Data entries
···

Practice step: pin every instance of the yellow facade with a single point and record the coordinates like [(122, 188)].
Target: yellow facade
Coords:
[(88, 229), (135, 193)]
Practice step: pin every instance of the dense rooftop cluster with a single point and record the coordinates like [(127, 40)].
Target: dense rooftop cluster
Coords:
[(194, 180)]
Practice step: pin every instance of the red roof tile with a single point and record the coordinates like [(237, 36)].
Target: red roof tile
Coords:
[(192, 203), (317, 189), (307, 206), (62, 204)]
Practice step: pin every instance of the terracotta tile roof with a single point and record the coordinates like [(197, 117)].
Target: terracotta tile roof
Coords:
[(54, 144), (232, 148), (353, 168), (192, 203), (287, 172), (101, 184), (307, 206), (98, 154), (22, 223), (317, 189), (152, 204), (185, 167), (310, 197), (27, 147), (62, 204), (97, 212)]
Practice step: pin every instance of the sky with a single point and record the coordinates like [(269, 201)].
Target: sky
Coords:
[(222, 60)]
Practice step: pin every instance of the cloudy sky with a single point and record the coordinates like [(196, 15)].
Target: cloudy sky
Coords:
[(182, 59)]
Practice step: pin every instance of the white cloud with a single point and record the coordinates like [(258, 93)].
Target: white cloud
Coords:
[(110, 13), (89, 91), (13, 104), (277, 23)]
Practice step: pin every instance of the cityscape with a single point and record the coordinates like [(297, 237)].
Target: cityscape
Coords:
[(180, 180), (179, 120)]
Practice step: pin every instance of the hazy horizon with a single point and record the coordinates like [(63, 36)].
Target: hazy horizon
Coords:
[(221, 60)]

···

> **PROBLEM REQUIREMENTS**: Could you reproduce all of the records above word for word, without changing a single character?

> **COMPLETED TASK**:
Practice step: pin every instance of the yellow facade with a single point and record the coordinates like [(122, 188)].
Target: yellow facade
Coords:
[(88, 229), (135, 193)]
Practice step: pin every instance of the dense rooftop cluster with a single point and record the coordinates like [(127, 40)].
Target: dense rooftop cluster
Coords:
[(194, 180)]
Practice step: pin every instance of the red roof tile with a single point and record the coordinates like [(237, 36)].
Target: red roof tile
Coords:
[(192, 203), (317, 189), (307, 206), (62, 204)]
Practice step: pin every instance of the terracotta tile roof with a single point and record the coordinates like [(197, 117)].
Target: terracotta tile roof
Coords:
[(54, 144), (232, 148), (353, 168), (192, 203), (287, 172), (101, 184), (307, 206), (98, 154), (22, 223), (317, 189), (152, 204), (185, 167), (310, 197), (27, 147), (62, 204), (97, 212)]
Practice step: pin every instance of the sky with a single point and record the coordinates like [(269, 201)].
Target: sky
Coords:
[(222, 60)]
Practice step: pin every instance of the cloudy sky with a single point and record the coordinates like [(196, 15)].
Target: cloudy sky
Coords:
[(182, 59)]
Practice step: pin every instance of the white cloud with a single point and record the coordinates like [(258, 93)].
Target: white cloud
Coords:
[(110, 13), (89, 91), (13, 104), (277, 23)]
Practice step: pin every instance of the cityscape with a single point and record the coordinates like [(297, 237)].
Target: cityscape
Coords:
[(180, 180), (179, 120)]
Practice step: pin every instance of the hazy horizon with a single point and record the coordinates like [(63, 36)].
Target: hazy horizon
Coords:
[(221, 60)]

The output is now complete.